### 取り組む課題
本文によると、「阿弥陀如来像」をX線で写したとき、仏像の中に何が見つかりましたか。

### 本文
東大寺南大門の仁王像は、「運慶」と「快慶」の作品ですが、二人の生涯は謎に包まれています。

そのミステリーに、調査チームは最先端のテクノロジーを使って、挑戦しました。貴族の世から武士の時代への激動の時代、新資料からわかったのは、盟友だった「運慶」と「快慶」の決別のドラマ。

「運慶」の興福寺中金堂、四天王像、「快慶」の京都の寺にある阿弥陀如来像は、まったく違う像です。二人に何があったのでしょう。本格的なドラマを交えて、「運慶」と「快慶」の実情に迫ります。

快慶仏の特徴

多摩美術大の青木教授の調査です。快慶の「阿弥陀如来像(重要文化財)」は、体にまとわりつくような衣のひだ、優しい顔つきが快慶の作品に似ています。

「阿弥陀如来像」をX線で写したところ、仏像の中に古文書がありました。仏像の中に古文書が入っているのは、快慶の特徴です。

### データ記録
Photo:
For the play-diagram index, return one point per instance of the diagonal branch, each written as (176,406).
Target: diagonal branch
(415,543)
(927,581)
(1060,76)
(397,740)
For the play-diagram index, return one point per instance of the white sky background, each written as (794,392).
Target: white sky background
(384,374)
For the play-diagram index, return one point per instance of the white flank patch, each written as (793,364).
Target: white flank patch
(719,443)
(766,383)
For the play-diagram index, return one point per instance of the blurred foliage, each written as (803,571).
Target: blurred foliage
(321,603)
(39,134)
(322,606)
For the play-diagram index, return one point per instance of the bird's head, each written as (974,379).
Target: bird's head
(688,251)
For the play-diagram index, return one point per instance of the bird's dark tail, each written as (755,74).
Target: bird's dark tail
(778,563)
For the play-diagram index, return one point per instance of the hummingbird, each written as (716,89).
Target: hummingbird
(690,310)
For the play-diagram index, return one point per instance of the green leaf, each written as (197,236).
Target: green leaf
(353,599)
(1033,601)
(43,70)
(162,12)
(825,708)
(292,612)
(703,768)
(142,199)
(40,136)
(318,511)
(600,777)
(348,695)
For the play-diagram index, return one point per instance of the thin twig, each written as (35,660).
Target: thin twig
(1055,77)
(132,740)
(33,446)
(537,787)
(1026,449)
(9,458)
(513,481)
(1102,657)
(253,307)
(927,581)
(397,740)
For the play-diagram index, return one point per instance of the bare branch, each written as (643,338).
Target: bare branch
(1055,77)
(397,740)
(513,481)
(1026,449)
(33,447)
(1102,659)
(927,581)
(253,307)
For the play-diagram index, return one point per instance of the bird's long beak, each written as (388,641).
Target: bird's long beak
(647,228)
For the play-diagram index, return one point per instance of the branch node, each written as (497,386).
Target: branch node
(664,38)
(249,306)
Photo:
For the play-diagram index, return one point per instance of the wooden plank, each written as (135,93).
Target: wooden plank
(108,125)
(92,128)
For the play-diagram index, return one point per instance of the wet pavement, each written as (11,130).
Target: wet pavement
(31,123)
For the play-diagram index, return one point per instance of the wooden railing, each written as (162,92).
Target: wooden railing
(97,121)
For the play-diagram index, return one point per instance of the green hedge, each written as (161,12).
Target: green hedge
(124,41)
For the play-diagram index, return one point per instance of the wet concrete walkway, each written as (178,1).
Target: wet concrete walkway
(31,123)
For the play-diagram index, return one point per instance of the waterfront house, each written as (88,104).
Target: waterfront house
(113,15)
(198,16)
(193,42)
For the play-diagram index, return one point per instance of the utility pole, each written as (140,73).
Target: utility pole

### 記述式の回答
仏像の中に古文書が見つかりました。